Dataset entries:
• • • •
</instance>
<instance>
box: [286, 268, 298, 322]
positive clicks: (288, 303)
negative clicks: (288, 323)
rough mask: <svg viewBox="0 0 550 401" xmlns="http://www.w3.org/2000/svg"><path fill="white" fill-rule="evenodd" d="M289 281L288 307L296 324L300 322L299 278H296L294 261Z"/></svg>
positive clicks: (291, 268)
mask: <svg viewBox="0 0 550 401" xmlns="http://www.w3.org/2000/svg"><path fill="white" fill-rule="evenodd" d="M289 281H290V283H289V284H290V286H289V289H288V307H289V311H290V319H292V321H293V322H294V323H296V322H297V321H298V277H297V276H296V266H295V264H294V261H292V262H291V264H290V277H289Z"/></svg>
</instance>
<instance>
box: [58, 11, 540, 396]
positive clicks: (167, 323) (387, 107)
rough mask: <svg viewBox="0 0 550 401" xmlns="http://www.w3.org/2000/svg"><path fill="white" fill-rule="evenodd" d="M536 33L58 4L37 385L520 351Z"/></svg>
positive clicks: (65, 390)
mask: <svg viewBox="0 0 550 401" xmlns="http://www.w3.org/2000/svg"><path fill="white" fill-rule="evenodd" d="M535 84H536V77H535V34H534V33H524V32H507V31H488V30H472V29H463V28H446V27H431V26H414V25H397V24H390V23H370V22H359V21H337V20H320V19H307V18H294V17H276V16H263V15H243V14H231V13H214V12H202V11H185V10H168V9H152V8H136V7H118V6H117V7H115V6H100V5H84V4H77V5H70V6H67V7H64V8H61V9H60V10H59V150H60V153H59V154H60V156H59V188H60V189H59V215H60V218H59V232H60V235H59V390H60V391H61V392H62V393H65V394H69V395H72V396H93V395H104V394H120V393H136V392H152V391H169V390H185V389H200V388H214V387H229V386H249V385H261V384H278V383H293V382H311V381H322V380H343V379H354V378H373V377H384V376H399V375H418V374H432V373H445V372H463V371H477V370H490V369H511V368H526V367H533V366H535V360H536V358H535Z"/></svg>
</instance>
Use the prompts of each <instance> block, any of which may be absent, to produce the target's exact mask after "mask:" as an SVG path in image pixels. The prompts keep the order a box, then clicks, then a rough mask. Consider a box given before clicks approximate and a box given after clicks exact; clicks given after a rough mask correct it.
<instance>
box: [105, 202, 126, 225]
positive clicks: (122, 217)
• • • •
▶ **Goal of the exercise**: All lines above with the word "rough" need to be reported.

▶ **Worked solution**:
rough mask: <svg viewBox="0 0 550 401" xmlns="http://www.w3.org/2000/svg"><path fill="white" fill-rule="evenodd" d="M289 281L288 307L296 324L300 322L299 278H296L294 261Z"/></svg>
rough mask: <svg viewBox="0 0 550 401" xmlns="http://www.w3.org/2000/svg"><path fill="white" fill-rule="evenodd" d="M536 33L58 4L37 385L520 351Z"/></svg>
Use the prompts of each <instance> block, any of which may be absent, to produce the target's exact mask after "mask:" as an SVG path in image pixels. The prompts keep the order a box, then clicks, then a rough mask. Consider a box given before clicks approximate and a box given after clicks exact; clicks given after a rough mask correct it.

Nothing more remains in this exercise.